» Point annotation dataset records
========
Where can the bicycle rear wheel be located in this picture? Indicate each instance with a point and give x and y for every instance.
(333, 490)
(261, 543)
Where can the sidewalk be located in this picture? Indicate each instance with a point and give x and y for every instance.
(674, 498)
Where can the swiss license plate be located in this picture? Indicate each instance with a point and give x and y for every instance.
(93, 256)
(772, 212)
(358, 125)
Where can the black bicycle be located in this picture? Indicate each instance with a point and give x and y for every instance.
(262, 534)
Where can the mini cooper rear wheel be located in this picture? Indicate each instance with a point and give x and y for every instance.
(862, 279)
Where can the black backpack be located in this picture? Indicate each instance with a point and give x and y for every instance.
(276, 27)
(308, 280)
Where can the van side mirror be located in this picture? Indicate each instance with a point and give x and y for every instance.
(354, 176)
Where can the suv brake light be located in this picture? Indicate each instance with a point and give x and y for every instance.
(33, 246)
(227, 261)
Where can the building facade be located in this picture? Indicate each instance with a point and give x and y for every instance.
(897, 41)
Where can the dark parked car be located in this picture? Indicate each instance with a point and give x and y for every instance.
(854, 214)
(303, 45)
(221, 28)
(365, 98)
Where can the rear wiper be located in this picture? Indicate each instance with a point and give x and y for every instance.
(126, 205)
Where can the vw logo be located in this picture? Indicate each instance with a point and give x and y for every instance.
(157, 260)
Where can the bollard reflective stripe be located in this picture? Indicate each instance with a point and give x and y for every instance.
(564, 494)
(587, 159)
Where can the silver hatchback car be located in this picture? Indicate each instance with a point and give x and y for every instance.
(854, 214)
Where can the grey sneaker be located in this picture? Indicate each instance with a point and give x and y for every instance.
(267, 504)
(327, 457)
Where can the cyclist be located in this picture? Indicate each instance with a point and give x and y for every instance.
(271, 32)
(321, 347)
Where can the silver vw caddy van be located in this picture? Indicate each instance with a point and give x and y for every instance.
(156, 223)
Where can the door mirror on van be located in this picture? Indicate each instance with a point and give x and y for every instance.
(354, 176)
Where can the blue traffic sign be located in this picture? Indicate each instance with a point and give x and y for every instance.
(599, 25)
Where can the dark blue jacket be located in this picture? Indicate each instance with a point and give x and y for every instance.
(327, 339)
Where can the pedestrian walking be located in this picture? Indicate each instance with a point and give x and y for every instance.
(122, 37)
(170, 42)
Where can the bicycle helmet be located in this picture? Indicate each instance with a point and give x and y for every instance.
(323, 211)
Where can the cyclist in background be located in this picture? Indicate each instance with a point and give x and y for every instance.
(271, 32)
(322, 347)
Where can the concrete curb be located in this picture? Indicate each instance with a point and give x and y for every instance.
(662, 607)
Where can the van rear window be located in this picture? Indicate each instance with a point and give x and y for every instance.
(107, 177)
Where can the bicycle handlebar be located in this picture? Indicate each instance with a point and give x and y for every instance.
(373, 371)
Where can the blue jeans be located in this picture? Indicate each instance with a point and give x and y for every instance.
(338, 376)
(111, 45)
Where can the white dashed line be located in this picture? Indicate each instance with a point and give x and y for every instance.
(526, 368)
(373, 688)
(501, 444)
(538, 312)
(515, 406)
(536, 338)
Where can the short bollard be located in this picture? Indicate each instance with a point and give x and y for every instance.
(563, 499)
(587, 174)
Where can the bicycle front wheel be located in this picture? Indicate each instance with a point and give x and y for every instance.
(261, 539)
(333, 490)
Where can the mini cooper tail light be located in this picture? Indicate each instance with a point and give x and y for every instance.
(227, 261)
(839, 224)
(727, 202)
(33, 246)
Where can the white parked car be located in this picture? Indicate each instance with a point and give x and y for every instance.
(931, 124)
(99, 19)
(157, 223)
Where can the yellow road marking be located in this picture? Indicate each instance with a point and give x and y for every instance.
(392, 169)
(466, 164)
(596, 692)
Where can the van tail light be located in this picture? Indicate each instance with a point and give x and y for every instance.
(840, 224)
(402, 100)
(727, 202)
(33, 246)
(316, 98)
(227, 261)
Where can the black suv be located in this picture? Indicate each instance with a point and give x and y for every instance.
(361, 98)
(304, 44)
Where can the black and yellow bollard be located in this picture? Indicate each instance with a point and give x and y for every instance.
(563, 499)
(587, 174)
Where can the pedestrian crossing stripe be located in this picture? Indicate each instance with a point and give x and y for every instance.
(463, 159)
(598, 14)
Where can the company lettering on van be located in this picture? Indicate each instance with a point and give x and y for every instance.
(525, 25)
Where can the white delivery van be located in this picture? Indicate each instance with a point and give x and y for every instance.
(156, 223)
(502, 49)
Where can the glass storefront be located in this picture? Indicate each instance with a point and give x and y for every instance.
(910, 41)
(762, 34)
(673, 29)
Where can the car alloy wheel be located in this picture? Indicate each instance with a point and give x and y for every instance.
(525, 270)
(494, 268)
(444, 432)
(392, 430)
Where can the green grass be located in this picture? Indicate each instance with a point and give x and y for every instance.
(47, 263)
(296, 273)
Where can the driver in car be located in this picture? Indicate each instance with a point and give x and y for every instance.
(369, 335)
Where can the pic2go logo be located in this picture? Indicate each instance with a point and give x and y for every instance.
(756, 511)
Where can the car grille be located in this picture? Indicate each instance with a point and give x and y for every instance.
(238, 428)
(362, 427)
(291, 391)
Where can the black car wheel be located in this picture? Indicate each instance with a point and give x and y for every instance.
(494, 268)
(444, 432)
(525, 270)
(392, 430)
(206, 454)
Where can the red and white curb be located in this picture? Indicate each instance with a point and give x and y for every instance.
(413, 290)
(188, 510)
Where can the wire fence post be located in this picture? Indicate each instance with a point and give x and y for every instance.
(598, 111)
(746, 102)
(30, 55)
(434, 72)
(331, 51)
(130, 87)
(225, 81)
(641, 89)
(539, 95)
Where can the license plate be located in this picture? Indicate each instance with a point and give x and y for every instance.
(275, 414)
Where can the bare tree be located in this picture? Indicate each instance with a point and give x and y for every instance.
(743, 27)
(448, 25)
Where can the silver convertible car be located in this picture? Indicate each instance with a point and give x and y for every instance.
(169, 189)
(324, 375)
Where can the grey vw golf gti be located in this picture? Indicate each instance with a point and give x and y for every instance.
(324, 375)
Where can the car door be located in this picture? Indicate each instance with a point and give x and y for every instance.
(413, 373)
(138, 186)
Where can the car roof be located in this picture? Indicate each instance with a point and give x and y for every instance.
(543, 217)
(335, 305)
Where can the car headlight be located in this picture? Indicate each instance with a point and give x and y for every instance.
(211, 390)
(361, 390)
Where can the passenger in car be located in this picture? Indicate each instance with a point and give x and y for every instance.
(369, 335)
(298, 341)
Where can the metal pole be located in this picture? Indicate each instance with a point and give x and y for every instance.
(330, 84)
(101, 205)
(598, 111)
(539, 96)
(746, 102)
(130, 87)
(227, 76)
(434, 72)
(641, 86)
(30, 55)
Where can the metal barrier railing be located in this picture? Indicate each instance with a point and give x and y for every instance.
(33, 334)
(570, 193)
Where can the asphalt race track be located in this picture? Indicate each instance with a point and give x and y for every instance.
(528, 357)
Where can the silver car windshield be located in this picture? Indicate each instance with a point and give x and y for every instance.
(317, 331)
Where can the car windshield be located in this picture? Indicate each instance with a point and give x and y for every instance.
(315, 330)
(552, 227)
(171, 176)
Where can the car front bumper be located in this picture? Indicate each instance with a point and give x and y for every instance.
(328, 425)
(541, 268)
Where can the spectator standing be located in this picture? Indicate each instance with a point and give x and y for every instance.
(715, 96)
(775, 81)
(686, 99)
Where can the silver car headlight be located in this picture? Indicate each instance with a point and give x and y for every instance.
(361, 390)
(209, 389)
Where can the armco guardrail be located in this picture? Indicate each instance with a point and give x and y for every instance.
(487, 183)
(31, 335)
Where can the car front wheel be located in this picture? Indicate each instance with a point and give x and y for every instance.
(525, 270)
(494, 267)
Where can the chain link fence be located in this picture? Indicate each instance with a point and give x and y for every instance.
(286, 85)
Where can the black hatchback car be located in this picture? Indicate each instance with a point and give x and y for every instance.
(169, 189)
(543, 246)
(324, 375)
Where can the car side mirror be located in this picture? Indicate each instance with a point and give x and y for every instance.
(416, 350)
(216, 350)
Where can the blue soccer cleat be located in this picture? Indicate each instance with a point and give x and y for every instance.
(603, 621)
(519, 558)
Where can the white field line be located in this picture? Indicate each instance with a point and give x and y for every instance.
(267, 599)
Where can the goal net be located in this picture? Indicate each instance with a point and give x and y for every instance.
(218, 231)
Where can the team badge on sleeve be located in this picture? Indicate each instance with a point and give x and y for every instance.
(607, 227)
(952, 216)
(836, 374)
========
Repeat, without changes, every line from the one that contains "Where can the spectator" through the final line of the data.

» RESULT
Where can the spectator standing be located in this picture? Indicate each instance with a point and give x and y for every instance.
(715, 96)
(775, 81)
(686, 99)
Where can the silver car headlight be located in this picture? Indicate each instance with a point and give x and y for every instance.
(361, 390)
(209, 389)
Where can the armco guardrail be located in this picture? Indicate each instance with a point and give x and y for every instance.
(487, 183)
(31, 335)
Where can the car front wheel be located in this picture? Indicate each instance with a point and give x and y for every instance.
(525, 270)
(494, 267)
Where can the chain link fence be located in this picture? Indicate each instance with a point and give x and y for every instance.
(286, 85)
Where can the black hatchback car be located in this picture? Indicate each instance with a point and give x and y for every instance.
(169, 189)
(543, 246)
(324, 375)
Where can the car side mirror be located in this picture? Indicate each instance with a point and give x and y for every instance.
(416, 350)
(216, 350)
Where can the blue soccer cleat be located in this picture? Indicate each instance with a point and give x and y for every instance.
(603, 621)
(519, 558)
Where can the white field line be located in this picture? Indicate each instance with a point and give x and y for every instance.
(267, 599)
Where can the goal net be located in this picture? Indicate each instance with a point and give x and y for every instance.
(218, 231)
Where can the team badge on sleeve be located in this picture? Indicate each instance with a point and give x and y for every instance.
(607, 227)
(952, 216)
(836, 374)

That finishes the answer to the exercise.